**TEXTO DE LA PÁGINA**.
>>
El lenguaje de Elisa es tan fácil, como profundo y didáctico. Es un río transparente que fluye caudalosamente para tropezar, de vez en cuando, con la introducción efectista de la palabra precisa -sofisticada, si se quiere – en un aprendizaje i l u s t r a d o, que hacen juntos, personaje y lector (la autora es un vademécum infinito de fábrica) y que le otorga credibilidad a una niña de ocho años de una pequeña ciudad del Caribe Hispano, que reflexiona sobre la complejidad de la vida, la crueldad de la belleza, la búsqueda del amor, el camino de la enfermedad o la inminencia de la muerte, al mismo tiempo que los descubre, en un entorno tan disparatado y amoroso como visceral.
Gracias a su temprana avidez por controlarlo todo, que coincide y/o es consciente con su llamado en curso “al otro lado”, Elisa ha comprendido y asumido que la única manera de conseguir el control es el conocimiento TOTAL de los secretos del universo que, como la gota de mar que contiene el océano, se concentran en su habitación, en su familia, en su barrio. Basta poner el microscopio y anotar las observaciones, combinarlas en silogismos con ritmo y datos, para legar las memorias de una intensa vida de tan solo ocho años.
<<
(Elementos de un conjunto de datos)
>>
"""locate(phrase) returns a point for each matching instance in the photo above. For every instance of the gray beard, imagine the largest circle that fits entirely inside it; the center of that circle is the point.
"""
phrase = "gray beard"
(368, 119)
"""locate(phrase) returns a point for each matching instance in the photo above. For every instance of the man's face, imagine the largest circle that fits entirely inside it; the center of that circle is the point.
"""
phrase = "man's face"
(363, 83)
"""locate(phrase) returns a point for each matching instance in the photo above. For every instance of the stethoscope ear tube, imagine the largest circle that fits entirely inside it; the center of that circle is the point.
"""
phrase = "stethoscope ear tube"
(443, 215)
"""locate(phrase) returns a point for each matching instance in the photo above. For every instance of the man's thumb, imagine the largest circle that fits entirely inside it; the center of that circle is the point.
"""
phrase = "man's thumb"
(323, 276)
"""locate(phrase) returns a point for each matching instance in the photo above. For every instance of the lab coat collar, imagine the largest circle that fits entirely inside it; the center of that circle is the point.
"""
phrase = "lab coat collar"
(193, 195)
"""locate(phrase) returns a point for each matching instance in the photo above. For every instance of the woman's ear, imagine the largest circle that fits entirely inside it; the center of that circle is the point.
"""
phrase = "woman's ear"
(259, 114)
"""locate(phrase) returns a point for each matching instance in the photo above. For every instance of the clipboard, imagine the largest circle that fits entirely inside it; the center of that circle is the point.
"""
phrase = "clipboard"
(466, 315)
<<
**CONSIGNA A**.
Traduce al inglés esta oración del texto sobre Elisa, por favor: «Basta poner el microscopio y anotar las observaciones, combinarlas en silogismos con ritmo y datos, para legar las memorias de una intensa vida de tan solo ocho años».
**CONSIGNA B**.
Continúa el texto sobre Elisa a partir de su última oración.
El listado no hace falta para ninguna de las consignas.

**RESPUESTA ESCRITA A**.
It is enough to set up the microscope and write down the observations, combining them into syllogisms with rhythm and data, in order to bequeath the memoirs of an intense life of only eight years.

**RESPUESTA ESCRITA B**.
Elisa parece soberbia cuando cita con familiaridad fanfarrona a Brontë, a Homero y a Flaubert para explicar su familia, su barrio o la ‘Ciudad de las cabezas amarillas’. Con frases y autores célebres y retratos descarnadamente ingenuos de la gente que la rodea, sienta precedente con elegancia, en palabras de a centavo. Frente a frente, al mismo nivel que el lector, le conecta con las memorias de la niñez, en una maraña de recuerdos y sensaciones, de conversaciones y encuentros que todos hemos sostenido “en otras palabras”, muchos de los cuales no habíamos decodificado hasta ese momento de confrontación, en los que se entrecruzan los días de siembra de: “Eres una princesa”, “Aquí los altos son los hombres y las mujeres nos quedamos bajitas”, “El amor no es bueno”, “Todos los hombres son malos”, “Soy gorda” o “Tengo superpoderes”, con los días de descarga y corto que se suceden alrededor de las memorias de la infancia. Lo que se viene conociendo como traumas, que para otros podría ser también el karma.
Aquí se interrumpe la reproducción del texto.